I actually believed you for a second there…I thought “hey, they’re switching it up!”.
Oh absolutely - like the whole business with the unsliced pizza, later being explained how “they pass the savings on to you!”. It was definitely a nod to the fan discussion, because otherwise there’d be absolutely no reason to include that bit as it’s not of any importance to the plot. (though it was pretty hilarious when Jesse challenges Badger’s logic - “Savings? What savings?”)
For nostalgia’s sake, here’s the pizza scene. I forgot how good it was.
“You got some, like, scissors? I will cut this bitch up good!”
Then Badger starts trying to calculate the “man-hours” spent slicing pizza… priceless.
I’m going to take Marie’s offhand comment about never giving Holly back as foreshadowing of my prediction (last season) that Hank and Marie will end up raising Holly.
What can we read into Skyler saying “I’ll be whatever kind of partner you want”? Is she ready to sleep with him again, in exchange for keeping the kids out of the house?
Hmm. In the preview for next week, Skyler tells Marie that if she knew the things she’s done, she’d never speak to her again. I wonder if Marie will blab that to Hank, and Hank will start thinking about that, and the cars, and the watch, and start piecing things together. Or not.
BTW, for anyone who didn’t see the Inside Breaking Bad vignette for this week, Aaron Paul gives a mini-kinda-spoiler (not really much of one since it’s quite vague, but it’s a clue on the focus of the next episode):
(re: the kid getting shot) “Jesse… does not like that. Next episode, the shit hits the fan.”
I can see Hank and Walt immediately switching calmly into “fixing the mess” mode while Jesse is out of his mind with anger.
If they kill Todd, how will they explain it to the rest of the Vamanos Pest crew?
Walt and Mike?
Walt and Hank getting together to deal with the dead body in the desert next to the tank of stolen methylamine would really change the course of the show. It might make Skyler and Marie closer though.
On the podcast from last week, Anna Gunn compared Skyler to Carmela Soprano. The problem I see with that is that Carmela had a network of mob wives for support (same went for Karen Hill). Skyler has no one to talk to. For some reason the Skyler/Marie joke reminded me of that.
She was blackmailing Walter. Granted, she was blackmailing Walter for money that was rightly owed Jesse, but she did make a point that the blackmail could possibly continue indefinitely:
Jane: This is blackmail. Because what I know about you, high-school teacher turned drug dealer, with a brother-in-law in the DEA… that would make one hell of a story. National news, I’ll bet. Do right by Jesse tonight or I will burn you to the ground.
Walter (to Jesse): How do I know she’ll keep quiet?

## PROVIDED DATA:
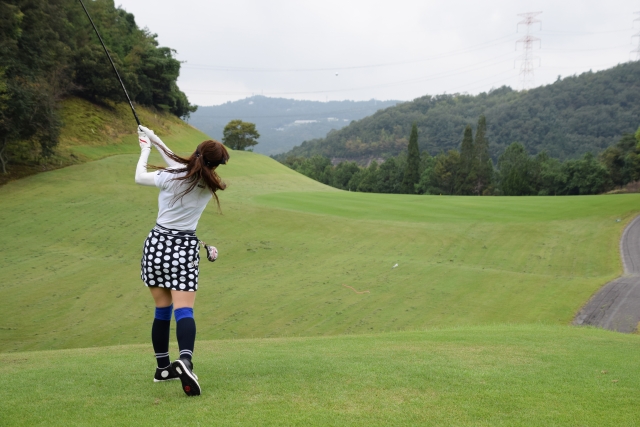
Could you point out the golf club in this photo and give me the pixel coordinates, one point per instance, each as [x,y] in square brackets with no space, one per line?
[112,64]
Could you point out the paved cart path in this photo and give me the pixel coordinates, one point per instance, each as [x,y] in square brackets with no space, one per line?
[617,305]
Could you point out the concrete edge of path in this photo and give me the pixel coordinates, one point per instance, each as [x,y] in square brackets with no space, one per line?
[616,306]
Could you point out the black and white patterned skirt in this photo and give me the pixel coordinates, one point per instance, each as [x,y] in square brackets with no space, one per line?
[170,259]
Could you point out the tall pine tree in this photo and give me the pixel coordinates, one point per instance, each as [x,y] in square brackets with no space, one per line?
[467,175]
[412,172]
[484,172]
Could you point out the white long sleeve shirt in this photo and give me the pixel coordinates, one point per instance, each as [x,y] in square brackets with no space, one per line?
[173,212]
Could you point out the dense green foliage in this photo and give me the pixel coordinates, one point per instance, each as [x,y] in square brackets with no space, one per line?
[412,171]
[470,171]
[48,50]
[239,135]
[573,116]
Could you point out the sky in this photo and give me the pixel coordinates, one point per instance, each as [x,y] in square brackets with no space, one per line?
[388,50]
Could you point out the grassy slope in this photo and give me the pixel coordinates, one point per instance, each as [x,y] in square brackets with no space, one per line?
[71,243]
[474,376]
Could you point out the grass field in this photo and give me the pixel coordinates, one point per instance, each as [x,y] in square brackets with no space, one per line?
[71,243]
[303,320]
[474,376]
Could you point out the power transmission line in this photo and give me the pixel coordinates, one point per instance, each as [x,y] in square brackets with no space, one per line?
[527,58]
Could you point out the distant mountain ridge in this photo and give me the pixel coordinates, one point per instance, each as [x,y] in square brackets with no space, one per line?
[284,123]
[574,115]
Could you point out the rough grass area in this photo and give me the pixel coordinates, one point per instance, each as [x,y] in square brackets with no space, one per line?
[476,376]
[293,254]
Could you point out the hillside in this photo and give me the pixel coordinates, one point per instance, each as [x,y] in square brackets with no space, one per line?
[91,131]
[574,115]
[284,123]
[288,245]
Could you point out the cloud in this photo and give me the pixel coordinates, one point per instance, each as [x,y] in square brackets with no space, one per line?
[380,49]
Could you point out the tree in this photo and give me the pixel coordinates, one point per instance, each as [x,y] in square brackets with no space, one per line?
[515,167]
[484,165]
[412,172]
[239,135]
[467,177]
[586,176]
[445,173]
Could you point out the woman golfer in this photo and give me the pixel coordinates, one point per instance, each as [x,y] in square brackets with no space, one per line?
[170,255]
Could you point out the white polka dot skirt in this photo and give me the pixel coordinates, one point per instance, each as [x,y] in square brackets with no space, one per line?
[170,259]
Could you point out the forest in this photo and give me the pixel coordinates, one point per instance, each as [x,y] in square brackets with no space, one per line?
[470,170]
[567,119]
[48,51]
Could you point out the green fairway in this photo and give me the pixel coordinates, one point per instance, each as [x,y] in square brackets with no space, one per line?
[293,253]
[476,376]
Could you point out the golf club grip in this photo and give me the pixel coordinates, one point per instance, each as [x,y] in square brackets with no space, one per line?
[133,110]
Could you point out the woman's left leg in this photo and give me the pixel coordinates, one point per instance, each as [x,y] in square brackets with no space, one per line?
[185,323]
[186,333]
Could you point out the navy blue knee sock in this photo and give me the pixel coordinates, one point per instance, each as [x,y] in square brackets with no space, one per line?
[185,331]
[160,335]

## TO DO:
(a) In the Breaking Bad discussion, to whom did Anna Gunn compare Skyler on the podcast?
(b) Retype a passage from the Breaking Bad discussion, beginning at the words "Then Badger starts" and stopping after "up raising Holly.".

## TASK-BY-TASK RESULTS:
(a) Carmela Soprano.

(b)
Then Badger starts trying to calculate the “man-hours” spent slicing pizza… priceless.
I’m going to take Marie’s offhand comment about never giving Holly back as foreshadowing of my prediction (last season) that Hank and Marie will end up raising Holly.